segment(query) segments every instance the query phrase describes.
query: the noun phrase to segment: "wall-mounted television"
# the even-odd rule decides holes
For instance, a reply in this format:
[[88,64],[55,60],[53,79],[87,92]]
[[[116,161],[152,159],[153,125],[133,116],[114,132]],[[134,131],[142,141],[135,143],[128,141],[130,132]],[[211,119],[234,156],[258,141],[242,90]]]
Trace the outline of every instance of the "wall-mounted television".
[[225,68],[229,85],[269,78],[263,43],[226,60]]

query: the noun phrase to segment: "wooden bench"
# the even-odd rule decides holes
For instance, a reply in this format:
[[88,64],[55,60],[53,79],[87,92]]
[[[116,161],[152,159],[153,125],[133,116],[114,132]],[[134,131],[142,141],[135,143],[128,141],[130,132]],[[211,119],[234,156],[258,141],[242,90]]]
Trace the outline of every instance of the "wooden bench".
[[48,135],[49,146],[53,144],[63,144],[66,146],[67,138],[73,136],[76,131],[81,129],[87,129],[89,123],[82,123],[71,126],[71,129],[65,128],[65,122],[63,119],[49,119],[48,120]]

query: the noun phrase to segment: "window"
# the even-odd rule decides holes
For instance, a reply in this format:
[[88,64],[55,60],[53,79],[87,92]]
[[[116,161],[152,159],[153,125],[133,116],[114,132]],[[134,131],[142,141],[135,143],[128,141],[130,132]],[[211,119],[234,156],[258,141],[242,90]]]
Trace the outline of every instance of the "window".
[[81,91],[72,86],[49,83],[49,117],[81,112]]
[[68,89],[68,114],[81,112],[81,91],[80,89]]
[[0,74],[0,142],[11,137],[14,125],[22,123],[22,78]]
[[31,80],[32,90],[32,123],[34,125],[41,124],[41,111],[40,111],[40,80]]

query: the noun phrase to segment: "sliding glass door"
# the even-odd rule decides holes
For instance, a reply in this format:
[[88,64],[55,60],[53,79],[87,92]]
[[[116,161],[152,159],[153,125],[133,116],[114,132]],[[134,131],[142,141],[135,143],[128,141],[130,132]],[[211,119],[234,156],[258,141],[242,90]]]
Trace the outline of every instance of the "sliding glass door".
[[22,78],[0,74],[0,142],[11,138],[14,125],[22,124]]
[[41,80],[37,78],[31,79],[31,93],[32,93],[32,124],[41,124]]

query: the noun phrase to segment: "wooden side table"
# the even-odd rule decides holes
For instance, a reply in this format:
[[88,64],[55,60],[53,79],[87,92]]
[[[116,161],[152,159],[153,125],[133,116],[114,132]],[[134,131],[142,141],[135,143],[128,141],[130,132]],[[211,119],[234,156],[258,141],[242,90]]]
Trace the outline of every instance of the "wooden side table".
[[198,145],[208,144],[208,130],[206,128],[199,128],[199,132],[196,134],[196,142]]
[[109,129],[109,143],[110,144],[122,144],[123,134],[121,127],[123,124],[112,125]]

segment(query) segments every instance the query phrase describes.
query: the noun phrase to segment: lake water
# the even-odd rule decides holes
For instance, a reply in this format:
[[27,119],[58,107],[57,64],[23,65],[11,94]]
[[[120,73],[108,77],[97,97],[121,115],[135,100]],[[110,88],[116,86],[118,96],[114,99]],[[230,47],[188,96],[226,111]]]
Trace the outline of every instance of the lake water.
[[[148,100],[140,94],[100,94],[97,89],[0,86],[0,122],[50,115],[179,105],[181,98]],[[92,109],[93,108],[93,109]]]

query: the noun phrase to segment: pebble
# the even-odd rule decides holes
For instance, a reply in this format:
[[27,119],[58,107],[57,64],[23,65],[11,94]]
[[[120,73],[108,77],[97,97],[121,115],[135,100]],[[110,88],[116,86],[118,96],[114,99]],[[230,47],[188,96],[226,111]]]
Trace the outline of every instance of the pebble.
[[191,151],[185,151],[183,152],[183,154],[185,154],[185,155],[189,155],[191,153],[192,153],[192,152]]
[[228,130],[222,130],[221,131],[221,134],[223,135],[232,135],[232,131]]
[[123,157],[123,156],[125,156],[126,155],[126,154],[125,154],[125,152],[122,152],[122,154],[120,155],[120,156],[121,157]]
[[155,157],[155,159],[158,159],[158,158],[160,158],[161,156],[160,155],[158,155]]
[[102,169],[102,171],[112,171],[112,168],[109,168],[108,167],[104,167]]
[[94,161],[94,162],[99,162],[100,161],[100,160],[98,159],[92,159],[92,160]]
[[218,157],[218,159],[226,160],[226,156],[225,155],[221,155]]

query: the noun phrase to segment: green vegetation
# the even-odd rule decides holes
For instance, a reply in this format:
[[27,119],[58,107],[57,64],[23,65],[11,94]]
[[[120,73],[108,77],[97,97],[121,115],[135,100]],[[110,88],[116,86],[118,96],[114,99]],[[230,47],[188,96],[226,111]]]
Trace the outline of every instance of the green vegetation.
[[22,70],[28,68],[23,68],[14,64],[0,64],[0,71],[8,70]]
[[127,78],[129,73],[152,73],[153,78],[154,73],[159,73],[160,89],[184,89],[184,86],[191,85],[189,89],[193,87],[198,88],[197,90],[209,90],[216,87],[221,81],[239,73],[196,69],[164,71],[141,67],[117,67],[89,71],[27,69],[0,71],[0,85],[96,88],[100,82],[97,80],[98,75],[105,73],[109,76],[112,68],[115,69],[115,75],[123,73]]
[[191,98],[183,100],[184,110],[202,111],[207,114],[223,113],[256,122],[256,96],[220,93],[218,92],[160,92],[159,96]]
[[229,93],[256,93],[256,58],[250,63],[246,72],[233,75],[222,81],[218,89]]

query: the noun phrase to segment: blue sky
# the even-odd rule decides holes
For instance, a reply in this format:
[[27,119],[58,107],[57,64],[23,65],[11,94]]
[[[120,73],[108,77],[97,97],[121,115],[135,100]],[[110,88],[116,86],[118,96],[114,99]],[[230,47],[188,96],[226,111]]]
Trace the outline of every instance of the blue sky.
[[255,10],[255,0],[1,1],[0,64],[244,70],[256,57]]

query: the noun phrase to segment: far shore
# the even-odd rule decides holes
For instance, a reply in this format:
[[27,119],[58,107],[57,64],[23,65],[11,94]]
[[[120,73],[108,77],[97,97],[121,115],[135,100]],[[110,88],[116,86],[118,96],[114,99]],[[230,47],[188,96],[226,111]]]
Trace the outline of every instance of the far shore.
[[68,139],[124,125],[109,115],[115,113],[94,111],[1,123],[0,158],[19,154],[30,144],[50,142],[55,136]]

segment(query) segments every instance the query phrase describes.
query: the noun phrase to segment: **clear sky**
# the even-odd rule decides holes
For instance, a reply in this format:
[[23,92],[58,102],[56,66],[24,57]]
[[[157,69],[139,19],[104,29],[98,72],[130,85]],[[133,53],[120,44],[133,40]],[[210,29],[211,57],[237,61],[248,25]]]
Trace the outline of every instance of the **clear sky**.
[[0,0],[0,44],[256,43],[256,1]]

++++++++++++++++++++

Please reproduce every one of the entries above word for word.

▸ **ANSWER IN FULL**:
segment(query) segments every instance the query phrase describes.
query: the noun phrase to segment: "wall-mounted television"
# the even-odd rule decides holes
For instance, a reply in this format:
[[88,64],[55,60],[53,79],[87,92]]
[[[116,161],[152,159],[153,125],[133,116],[114,132]],[[134,131],[142,141],[135,143],[128,141],[130,132]],[[211,119],[234,156],[258,141],[242,90]]]
Trace the outline of every instance of the "wall-mounted television".
[[225,68],[229,85],[269,78],[263,43],[226,60]]

query: the noun phrase to segment: "wooden bench"
# the even-odd rule decides holes
For instance, a reply in this format:
[[88,64],[55,60],[53,79],[87,92]]
[[[116,161],[152,159],[153,125],[133,116],[114,132]],[[134,131],[142,141],[135,143],[128,141],[130,132]],[[211,119],[234,156],[258,141],[242,90]]]
Trace the outline of every instance of the "wooden bench".
[[48,135],[49,146],[53,144],[63,144],[66,146],[67,138],[73,136],[76,131],[81,129],[87,129],[89,123],[82,123],[71,126],[71,129],[65,128],[65,122],[63,119],[49,119],[48,120]]

query: the noun phrase to segment: "window"
# the even-odd rule decides holes
For instance, a reply in this format:
[[88,64],[55,60],[53,79],[87,92]]
[[[116,161],[152,159],[153,125],[133,116],[114,132]],[[134,131],[142,141],[135,143],[128,141],[130,132]],[[211,119],[234,156],[258,141],[242,90]]]
Trace the outline of every instance of the "window".
[[81,91],[72,86],[49,83],[49,117],[81,112]]
[[68,89],[68,114],[81,112],[81,91],[80,89]]
[[0,74],[0,142],[11,137],[14,125],[22,123],[22,78]]
[[31,80],[32,90],[32,123],[34,125],[41,124],[41,111],[40,111],[40,80]]

query: the noun phrase to segment: "sliding glass door"
# the even-odd rule decides holes
For instance, a reply in this format:
[[88,64],[55,60],[53,79],[87,92]]
[[[116,161],[152,159],[153,125],[133,116],[114,132]],[[134,131],[142,141],[135,143],[128,141],[130,132]],[[211,119],[234,156],[258,141],[242,90]]]
Trace the outline of every instance of the "sliding glass door".
[[22,78],[0,74],[0,142],[11,138],[14,125],[22,124]]
[[41,80],[37,78],[31,79],[31,93],[32,93],[32,124],[41,124]]

query: the noun phrase to segment: "wooden side table"
# the even-odd rule decides holes
For instance, a reply in this format:
[[88,64],[55,60],[53,79],[87,92]]
[[[116,161],[152,159],[153,125],[133,116],[114,132]],[[134,131],[142,141],[135,143],[128,141],[130,132]],[[211,119],[234,156],[258,141],[242,90]]]
Trace the outline of every instance of the "wooden side table".
[[198,145],[208,144],[208,130],[206,128],[199,128],[199,132],[196,134],[196,142]]
[[109,129],[109,143],[110,144],[122,144],[123,134],[121,127],[123,124],[112,125]]

segment(query) segments every instance the query phrase describes.
query: the noun phrase to segment: lake water
# the even-odd rule decides holes
For instance, a reply in this format:
[[27,119],[58,107],[57,64],[23,65],[11,94]]
[[[120,73],[108,77],[97,97],[121,115],[135,100]],[[110,88],[116,86],[118,96],[114,99]],[[230,47],[188,96],[226,111]]]
Trace the outline of every instance of the lake water.
[[[148,100],[140,94],[100,94],[97,89],[0,86],[0,122],[50,115],[179,105],[181,98]],[[92,109],[93,108],[93,109]]]

query: the noun phrase to segment: pebble
# the even-odd rule decides holes
For instance, a reply in this format:
[[27,119],[58,107],[57,64],[23,65],[11,94]]
[[[120,73],[108,77],[97,97],[121,115],[135,100]],[[110,88],[116,86],[118,96],[114,99]],[[230,47],[188,96],[226,111]]]
Trace the outline of every instance of the pebble.
[[191,151],[185,151],[183,152],[183,154],[185,154],[185,155],[189,155],[191,153],[192,153],[192,152]]
[[228,130],[222,130],[221,131],[221,134],[223,135],[232,135],[232,131]]
[[123,157],[123,156],[125,156],[126,155],[126,154],[125,154],[125,152],[122,152],[122,154],[120,155],[120,156],[121,157]]
[[155,157],[155,159],[158,159],[158,158],[160,158],[161,156],[160,155],[158,155]]
[[102,169],[102,171],[112,171],[112,168],[109,168],[108,167],[104,167]]
[[94,161],[94,162],[99,162],[100,161],[100,160],[98,159],[92,159],[92,160]]
[[218,157],[218,159],[226,160],[226,156],[225,155],[221,155]]

query: the noun phrase to segment: green vegetation
# the even-odd rule decides holes
For instance, a reply in this format:
[[27,119],[58,107],[57,64],[23,65],[11,94]]
[[[120,73],[108,77],[97,97],[121,115],[135,100]],[[110,88],[116,86],[118,96],[114,99]],[[230,47],[188,96],[226,111]]]
Trace the outline of every instance of the green vegetation.
[[22,70],[28,68],[23,68],[14,64],[0,64],[0,71],[8,70]]
[[127,78],[129,73],[152,73],[153,78],[154,73],[159,73],[160,89],[184,89],[184,86],[191,85],[189,89],[193,87],[198,88],[197,90],[209,90],[216,87],[221,81],[239,73],[196,69],[164,71],[141,67],[117,67],[89,71],[27,69],[0,71],[0,85],[96,88],[100,82],[97,80],[98,75],[105,73],[109,76],[112,68],[115,69],[115,75],[123,73]]
[[191,98],[183,100],[184,110],[202,111],[207,114],[223,113],[256,122],[256,96],[220,93],[218,92],[160,92],[159,96]]
[[229,93],[256,93],[256,58],[250,63],[246,72],[233,75],[222,81],[218,89]]

query: the noun phrase to segment: blue sky
# the even-odd rule decides holes
For instance, a reply in this format:
[[27,119],[58,107],[57,64],[23,65],[11,94]]
[[[120,73],[108,77],[97,97],[121,115],[135,100]],[[110,88],[116,86],[118,96],[114,99]],[[230,47],[188,96],[226,111]]]
Trace the outline of every instance of the blue sky.
[[255,10],[255,0],[1,1],[0,64],[244,70],[256,57]]

query: the noun phrase to segment: far shore
# the even-odd rule decides holes
For instance, a reply in this format:
[[27,119],[58,107],[57,64],[23,65],[11,94]]
[[[120,73],[108,77],[97,97],[121,115],[135,100]],[[110,88],[116,86],[118,96],[114,99]],[[230,47],[188,96],[226,111]]]
Trace the outline of every instance of the far shore.
[[68,139],[124,125],[109,115],[115,113],[94,111],[1,123],[0,158],[19,154],[30,144],[50,142],[55,136]]

segment(query) segments every instance the query phrase describes.
query: the noun phrase to segment: **clear sky**
# the even-odd rule decides holes
For instance, a reply in this format:
[[23,92],[58,102],[56,66],[24,57]]
[[[157,69],[139,19],[104,29],[98,72],[130,85]],[[133,53],[120,44],[133,40]],[[210,29],[211,57],[237,61],[248,25]]]
Trace the outline of every instance of the **clear sky**.
[[0,0],[0,44],[256,43],[256,1]]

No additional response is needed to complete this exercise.